Search the data for the word "below" and copy each line that has it.

Listed entries:
⁂

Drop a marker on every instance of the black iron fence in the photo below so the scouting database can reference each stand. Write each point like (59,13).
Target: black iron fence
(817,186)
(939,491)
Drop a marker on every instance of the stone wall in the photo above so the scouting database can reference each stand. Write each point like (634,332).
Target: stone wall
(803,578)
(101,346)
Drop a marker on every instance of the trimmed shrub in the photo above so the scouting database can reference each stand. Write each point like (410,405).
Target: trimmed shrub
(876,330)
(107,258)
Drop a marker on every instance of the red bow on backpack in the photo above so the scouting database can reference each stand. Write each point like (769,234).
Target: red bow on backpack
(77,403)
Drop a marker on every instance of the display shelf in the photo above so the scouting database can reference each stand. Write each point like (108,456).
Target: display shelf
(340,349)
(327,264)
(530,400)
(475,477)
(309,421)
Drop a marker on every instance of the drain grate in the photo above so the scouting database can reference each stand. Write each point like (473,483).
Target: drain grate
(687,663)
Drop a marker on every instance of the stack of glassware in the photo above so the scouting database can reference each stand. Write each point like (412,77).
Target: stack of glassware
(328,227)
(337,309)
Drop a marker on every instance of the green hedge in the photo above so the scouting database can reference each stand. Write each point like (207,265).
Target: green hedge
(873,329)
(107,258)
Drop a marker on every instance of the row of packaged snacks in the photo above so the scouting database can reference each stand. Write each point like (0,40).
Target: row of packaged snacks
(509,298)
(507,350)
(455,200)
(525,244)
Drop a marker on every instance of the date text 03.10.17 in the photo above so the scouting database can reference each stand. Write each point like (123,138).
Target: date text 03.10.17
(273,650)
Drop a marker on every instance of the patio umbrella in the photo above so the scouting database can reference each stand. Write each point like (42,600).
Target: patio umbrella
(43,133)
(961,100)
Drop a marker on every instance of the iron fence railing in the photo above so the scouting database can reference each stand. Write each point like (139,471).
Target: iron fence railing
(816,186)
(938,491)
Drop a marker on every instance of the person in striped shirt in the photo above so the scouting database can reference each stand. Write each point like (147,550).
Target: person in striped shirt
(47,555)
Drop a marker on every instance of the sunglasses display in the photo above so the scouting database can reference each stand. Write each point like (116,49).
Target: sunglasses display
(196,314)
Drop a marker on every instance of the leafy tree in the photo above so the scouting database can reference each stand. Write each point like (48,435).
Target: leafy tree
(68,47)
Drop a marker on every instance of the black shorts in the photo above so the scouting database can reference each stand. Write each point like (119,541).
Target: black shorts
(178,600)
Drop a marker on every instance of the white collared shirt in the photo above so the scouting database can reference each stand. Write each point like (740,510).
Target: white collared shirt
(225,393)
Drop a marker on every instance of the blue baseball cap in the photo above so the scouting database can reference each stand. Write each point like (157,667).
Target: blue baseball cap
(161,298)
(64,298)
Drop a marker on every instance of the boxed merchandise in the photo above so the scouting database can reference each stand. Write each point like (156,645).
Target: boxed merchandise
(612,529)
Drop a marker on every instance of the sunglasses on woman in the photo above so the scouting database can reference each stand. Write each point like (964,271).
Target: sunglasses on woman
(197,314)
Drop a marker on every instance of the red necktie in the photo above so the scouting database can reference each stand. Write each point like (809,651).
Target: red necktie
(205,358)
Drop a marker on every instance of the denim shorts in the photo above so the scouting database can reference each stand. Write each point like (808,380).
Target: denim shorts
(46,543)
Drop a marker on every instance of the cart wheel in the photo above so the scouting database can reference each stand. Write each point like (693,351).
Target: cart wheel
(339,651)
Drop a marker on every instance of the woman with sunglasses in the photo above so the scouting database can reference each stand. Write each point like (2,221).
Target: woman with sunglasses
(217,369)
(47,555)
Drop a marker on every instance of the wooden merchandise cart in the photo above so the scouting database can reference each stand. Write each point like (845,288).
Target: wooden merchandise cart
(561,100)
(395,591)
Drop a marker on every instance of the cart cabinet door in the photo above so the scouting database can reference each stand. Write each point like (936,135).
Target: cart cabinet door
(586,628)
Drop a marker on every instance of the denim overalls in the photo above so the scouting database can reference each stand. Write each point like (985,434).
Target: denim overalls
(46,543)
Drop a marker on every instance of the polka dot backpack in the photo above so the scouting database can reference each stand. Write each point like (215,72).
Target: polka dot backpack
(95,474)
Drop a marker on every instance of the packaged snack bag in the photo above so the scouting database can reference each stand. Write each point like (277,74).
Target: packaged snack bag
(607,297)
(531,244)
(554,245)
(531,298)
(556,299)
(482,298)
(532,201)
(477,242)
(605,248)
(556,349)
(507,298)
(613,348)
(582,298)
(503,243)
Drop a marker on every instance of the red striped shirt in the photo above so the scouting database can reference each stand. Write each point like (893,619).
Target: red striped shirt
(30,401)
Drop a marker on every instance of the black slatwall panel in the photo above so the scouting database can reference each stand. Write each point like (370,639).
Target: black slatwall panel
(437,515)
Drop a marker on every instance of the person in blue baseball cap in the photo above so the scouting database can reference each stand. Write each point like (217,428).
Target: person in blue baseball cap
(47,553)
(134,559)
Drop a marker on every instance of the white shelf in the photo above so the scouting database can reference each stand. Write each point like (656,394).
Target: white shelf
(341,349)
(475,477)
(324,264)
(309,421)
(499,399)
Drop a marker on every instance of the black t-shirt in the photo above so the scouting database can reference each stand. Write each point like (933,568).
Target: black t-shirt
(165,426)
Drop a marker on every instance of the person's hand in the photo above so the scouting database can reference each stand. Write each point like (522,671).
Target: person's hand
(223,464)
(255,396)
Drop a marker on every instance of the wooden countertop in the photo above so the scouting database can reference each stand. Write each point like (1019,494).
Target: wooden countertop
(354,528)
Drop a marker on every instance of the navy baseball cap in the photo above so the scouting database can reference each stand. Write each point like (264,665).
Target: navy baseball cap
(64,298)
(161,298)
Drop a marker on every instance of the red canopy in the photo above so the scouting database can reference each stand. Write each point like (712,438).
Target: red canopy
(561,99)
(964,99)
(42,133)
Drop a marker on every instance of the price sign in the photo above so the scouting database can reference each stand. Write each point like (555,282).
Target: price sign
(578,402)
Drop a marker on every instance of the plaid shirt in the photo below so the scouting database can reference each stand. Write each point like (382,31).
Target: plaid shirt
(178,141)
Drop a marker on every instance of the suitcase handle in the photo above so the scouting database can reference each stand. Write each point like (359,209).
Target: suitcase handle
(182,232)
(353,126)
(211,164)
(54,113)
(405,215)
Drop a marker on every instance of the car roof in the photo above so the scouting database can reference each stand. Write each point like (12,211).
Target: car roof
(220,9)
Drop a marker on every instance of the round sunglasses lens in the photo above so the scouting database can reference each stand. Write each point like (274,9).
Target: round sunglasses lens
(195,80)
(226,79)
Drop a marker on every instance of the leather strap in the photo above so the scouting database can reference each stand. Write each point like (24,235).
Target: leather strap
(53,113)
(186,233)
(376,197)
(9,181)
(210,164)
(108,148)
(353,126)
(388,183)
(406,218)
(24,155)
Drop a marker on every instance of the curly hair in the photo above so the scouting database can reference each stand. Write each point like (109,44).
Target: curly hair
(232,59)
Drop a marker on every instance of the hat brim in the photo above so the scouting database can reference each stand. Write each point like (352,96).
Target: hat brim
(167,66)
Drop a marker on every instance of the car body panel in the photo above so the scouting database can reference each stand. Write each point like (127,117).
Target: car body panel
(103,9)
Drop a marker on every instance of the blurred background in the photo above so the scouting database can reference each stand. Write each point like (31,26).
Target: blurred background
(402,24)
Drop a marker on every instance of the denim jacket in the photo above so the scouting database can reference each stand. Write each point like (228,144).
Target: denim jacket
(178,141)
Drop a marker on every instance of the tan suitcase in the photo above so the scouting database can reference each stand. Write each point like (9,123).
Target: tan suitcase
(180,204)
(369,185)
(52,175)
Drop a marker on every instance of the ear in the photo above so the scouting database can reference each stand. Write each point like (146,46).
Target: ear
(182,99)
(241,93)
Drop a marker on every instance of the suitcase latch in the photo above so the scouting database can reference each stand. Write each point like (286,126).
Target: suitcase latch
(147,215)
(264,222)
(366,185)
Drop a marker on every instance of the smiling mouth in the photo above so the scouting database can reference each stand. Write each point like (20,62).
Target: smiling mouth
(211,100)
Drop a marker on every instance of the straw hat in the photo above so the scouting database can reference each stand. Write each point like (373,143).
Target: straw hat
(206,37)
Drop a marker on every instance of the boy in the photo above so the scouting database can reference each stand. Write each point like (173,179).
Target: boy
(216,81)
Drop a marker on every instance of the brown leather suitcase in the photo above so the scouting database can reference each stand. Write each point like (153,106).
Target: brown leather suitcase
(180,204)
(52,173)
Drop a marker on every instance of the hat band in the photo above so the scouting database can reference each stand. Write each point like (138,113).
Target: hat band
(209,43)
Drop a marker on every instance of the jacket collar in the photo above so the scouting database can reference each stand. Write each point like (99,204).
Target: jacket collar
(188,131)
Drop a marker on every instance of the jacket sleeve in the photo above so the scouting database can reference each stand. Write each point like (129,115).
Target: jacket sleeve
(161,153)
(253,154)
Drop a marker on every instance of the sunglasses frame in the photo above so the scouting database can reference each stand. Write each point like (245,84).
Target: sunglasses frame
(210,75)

⁂

Solution:
Drop a marker on every instance of the black iron fence in the photo below so the scouting database can reference each stand. Write each point like (59,13).
Drop a marker on every instance of the plaid shirt in the photo below so the scouting database can reference each stand. Write each point like (382,31).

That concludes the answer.